WORK INSTRUCTION => Your output must consist solely of the lines from the one containing "of the ground" through the end of the records, reproduced exactly.

Records from a data collection:
*** Begin section ***

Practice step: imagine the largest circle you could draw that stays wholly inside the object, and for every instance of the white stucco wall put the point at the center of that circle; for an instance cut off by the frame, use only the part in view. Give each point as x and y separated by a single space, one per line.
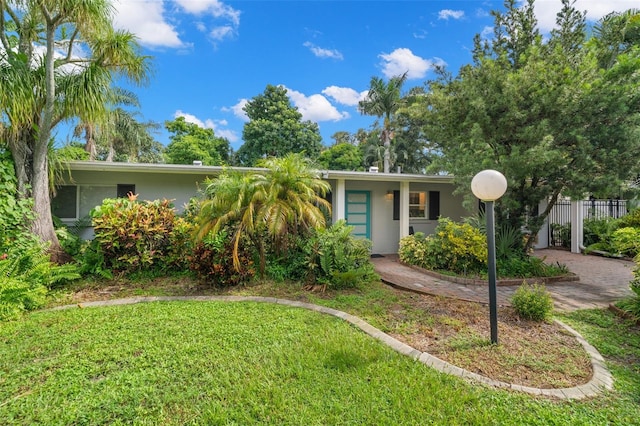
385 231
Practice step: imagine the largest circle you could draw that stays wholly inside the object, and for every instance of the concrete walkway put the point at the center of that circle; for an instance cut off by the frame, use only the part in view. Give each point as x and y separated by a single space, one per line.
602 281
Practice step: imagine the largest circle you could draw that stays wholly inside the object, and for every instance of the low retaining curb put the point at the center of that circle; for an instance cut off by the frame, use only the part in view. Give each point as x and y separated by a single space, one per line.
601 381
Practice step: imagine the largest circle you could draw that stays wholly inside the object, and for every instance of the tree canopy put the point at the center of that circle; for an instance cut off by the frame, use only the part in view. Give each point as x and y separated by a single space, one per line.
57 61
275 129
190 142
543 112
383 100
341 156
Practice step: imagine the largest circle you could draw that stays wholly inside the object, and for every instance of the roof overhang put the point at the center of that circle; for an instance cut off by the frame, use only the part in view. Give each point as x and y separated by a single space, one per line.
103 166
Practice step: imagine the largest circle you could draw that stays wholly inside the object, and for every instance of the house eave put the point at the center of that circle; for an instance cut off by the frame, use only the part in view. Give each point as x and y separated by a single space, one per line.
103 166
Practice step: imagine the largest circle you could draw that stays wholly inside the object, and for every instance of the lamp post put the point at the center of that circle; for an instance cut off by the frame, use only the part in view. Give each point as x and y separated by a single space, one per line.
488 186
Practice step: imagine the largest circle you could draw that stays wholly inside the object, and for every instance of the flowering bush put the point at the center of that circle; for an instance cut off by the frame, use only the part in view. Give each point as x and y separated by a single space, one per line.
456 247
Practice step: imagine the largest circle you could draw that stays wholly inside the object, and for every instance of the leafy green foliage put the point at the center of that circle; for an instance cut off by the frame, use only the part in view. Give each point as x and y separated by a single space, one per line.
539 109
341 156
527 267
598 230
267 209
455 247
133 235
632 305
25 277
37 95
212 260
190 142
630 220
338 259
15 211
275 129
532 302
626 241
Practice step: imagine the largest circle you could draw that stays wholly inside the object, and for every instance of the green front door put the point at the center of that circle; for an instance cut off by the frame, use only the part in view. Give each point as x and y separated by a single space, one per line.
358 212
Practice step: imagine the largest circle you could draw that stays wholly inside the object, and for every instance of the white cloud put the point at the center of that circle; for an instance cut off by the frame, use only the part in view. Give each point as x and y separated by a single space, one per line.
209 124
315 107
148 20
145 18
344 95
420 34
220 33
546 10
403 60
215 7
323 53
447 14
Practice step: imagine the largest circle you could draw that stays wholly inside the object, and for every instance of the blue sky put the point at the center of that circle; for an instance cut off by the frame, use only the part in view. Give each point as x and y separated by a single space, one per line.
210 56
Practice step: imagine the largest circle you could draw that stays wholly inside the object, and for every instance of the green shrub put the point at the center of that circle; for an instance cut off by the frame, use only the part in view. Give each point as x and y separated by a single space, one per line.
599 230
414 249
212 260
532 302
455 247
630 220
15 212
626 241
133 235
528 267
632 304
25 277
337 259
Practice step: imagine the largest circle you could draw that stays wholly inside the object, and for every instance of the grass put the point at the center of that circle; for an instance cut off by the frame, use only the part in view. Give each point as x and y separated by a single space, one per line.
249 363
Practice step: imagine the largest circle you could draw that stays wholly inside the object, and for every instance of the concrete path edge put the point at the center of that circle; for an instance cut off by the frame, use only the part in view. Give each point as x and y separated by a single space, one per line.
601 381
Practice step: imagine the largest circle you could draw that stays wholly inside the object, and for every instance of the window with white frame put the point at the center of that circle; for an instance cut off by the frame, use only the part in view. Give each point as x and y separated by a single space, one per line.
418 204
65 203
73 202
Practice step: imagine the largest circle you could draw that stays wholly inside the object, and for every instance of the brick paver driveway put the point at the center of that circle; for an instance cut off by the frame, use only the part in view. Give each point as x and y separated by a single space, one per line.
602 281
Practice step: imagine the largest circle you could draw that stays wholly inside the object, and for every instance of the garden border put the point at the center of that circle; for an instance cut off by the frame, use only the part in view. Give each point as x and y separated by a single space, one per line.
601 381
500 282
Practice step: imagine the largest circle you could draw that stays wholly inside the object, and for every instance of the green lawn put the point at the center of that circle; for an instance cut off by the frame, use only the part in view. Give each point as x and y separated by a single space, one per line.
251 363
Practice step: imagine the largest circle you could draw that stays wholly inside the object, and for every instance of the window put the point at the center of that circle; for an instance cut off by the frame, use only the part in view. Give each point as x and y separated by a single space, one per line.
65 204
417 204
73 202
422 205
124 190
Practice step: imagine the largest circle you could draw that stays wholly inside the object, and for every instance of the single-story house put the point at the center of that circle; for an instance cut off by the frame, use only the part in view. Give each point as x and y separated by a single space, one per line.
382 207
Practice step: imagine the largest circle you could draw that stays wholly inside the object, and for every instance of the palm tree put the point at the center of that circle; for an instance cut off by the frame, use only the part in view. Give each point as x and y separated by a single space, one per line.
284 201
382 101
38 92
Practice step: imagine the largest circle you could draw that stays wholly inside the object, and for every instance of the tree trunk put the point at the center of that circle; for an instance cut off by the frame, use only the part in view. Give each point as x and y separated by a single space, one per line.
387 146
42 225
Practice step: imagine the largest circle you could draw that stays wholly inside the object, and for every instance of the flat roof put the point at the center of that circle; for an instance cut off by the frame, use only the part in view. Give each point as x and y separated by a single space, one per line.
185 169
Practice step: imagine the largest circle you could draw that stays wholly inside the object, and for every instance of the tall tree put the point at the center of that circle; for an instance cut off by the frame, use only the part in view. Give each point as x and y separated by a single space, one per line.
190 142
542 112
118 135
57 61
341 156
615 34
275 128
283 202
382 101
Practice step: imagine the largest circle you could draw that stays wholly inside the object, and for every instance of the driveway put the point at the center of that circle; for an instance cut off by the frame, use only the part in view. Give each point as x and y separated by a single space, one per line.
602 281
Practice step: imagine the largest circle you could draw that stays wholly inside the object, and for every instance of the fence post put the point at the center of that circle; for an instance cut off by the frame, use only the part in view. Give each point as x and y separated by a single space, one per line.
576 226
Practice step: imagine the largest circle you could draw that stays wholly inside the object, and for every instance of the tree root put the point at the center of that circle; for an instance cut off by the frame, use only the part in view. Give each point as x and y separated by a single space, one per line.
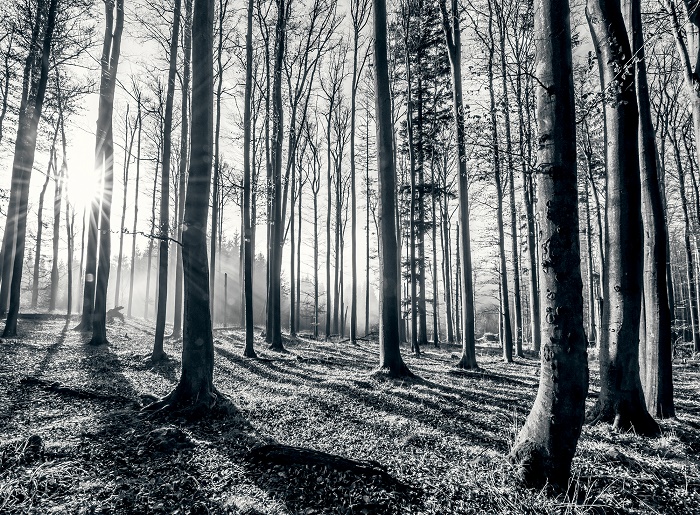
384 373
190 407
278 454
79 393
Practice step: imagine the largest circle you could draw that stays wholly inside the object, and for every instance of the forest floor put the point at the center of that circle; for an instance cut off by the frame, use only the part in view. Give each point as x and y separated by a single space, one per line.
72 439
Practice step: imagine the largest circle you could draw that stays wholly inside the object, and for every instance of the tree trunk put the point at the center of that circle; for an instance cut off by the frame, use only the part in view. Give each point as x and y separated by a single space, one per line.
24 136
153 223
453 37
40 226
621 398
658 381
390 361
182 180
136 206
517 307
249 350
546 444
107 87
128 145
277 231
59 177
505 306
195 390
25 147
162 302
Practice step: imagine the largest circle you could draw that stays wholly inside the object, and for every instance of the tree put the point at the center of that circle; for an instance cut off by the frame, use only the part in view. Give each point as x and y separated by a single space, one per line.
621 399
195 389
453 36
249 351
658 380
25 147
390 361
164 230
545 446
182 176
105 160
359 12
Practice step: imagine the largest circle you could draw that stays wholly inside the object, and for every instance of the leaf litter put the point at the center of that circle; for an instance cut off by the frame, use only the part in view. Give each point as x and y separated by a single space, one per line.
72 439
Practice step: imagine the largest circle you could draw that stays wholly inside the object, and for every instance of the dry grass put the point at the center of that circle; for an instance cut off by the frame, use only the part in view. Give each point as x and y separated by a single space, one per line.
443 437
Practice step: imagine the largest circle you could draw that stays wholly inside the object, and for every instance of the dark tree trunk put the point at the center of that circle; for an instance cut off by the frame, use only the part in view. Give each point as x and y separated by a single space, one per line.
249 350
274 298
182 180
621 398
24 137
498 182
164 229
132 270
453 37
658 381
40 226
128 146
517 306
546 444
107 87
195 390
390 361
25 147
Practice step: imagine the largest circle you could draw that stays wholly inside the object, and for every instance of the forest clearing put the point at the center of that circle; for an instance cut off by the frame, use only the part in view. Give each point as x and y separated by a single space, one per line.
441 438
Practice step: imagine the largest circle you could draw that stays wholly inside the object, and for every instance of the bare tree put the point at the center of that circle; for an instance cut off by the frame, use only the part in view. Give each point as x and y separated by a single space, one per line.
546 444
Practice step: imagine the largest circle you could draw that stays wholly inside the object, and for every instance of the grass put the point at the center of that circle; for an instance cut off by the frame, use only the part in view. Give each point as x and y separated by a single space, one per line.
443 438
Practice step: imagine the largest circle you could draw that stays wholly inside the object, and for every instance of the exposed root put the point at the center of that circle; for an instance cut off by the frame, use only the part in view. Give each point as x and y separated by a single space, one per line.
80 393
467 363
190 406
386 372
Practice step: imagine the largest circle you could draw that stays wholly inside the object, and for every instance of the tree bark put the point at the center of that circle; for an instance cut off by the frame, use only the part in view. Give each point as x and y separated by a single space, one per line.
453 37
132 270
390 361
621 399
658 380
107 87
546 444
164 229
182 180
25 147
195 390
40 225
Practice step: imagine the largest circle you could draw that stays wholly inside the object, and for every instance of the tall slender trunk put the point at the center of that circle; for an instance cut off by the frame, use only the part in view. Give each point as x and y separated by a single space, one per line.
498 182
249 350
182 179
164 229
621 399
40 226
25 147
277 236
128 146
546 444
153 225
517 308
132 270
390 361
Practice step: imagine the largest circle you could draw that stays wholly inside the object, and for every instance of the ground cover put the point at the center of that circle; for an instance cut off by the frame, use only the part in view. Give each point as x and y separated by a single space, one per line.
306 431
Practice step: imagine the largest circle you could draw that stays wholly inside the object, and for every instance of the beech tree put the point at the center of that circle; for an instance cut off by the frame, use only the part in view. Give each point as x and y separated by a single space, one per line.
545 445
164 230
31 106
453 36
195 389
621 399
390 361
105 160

*** End section ***

SOLUTION FOR THIS PROBLEM =>
Practice step: imagine the largest circle you could draw that stays wholly inside the object, and for every instance of the ground cover put the point at the center of that circle; for an instance cut off by the frame, use only the part in view. Give each point as x and y separated by a single space, one per line.
306 431
Practice step: imagine the largest circle you could draw that stays wholly inside the object, and for every instance of the beech tree put the point at the center of that circle; for an instance cut off by the frame, use only the part in view. Give each point as x and y separated by a single space, one per line.
545 445
164 230
31 106
453 36
195 389
621 399
390 361
105 160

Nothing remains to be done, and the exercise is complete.